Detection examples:
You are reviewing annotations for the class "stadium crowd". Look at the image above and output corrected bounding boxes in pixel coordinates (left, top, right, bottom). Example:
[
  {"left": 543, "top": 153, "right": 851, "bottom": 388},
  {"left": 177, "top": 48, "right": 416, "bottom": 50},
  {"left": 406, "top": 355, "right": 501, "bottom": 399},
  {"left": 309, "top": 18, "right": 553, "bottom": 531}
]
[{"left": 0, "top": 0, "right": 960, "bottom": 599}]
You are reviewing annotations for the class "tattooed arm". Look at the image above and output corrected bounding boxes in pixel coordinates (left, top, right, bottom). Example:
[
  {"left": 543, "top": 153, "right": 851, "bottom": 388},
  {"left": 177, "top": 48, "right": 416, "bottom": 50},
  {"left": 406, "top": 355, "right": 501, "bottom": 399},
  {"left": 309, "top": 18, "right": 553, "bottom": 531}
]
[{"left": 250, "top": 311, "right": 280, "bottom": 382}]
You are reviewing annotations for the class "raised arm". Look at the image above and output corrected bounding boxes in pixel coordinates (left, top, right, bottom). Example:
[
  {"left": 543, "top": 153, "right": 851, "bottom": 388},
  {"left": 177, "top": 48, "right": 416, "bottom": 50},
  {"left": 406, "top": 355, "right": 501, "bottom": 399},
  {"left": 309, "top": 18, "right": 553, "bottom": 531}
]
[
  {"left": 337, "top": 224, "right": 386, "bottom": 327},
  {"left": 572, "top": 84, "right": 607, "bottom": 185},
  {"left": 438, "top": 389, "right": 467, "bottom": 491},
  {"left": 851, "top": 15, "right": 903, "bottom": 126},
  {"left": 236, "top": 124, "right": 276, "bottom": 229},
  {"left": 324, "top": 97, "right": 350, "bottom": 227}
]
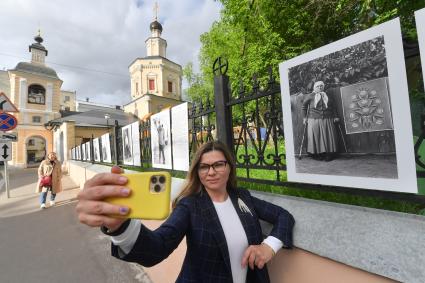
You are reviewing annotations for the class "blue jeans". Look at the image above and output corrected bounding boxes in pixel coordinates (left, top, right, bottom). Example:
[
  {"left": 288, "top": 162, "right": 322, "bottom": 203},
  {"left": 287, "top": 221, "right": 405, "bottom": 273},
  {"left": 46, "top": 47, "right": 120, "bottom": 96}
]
[{"left": 40, "top": 188, "right": 56, "bottom": 204}]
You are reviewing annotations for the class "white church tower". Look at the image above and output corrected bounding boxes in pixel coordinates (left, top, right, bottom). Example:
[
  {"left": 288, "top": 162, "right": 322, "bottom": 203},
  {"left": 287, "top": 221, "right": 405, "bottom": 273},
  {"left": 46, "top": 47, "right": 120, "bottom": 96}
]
[{"left": 124, "top": 4, "right": 183, "bottom": 119}]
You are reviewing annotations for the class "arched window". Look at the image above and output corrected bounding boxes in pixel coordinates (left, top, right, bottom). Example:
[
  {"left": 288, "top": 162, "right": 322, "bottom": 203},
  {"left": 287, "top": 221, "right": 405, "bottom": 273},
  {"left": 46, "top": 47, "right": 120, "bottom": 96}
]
[{"left": 28, "top": 84, "right": 46, "bottom": 104}]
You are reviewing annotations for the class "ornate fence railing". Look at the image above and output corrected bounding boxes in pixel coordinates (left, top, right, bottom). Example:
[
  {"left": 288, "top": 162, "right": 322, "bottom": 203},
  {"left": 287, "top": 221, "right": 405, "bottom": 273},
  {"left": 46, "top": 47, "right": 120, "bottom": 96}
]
[{"left": 71, "top": 58, "right": 425, "bottom": 204}]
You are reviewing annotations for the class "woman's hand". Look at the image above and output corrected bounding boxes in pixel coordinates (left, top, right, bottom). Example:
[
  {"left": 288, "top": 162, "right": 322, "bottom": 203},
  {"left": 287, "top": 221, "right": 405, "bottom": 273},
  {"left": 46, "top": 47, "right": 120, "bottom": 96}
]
[
  {"left": 75, "top": 166, "right": 131, "bottom": 231},
  {"left": 242, "top": 244, "right": 274, "bottom": 269}
]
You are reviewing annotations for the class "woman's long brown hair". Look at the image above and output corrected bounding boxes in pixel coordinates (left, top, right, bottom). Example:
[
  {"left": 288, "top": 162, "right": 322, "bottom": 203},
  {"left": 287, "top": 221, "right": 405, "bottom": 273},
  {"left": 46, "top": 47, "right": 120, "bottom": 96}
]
[{"left": 173, "top": 141, "right": 236, "bottom": 209}]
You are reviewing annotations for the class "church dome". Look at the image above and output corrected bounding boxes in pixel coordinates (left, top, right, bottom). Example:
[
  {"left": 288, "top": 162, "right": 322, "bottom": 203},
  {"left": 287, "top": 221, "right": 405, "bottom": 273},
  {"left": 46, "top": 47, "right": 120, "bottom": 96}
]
[
  {"left": 13, "top": 62, "right": 59, "bottom": 79},
  {"left": 150, "top": 21, "right": 162, "bottom": 32}
]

• [WHAT YOU HAVE TO DO]: Please return in full every line of the listing above that contains the string "church". Case counts.

• [REPLY TO THE TASK]:
You are reviewing annotations for the class "white church tower". Look at the image above and output corrected bounding boxes in pixel coordinates (left, top, right, bottom). Example:
You are reviewing annotations for the class "church dome". Look at the image above and output corrected bounding boxes in pixel coordinates (left, top, right, bottom). Example:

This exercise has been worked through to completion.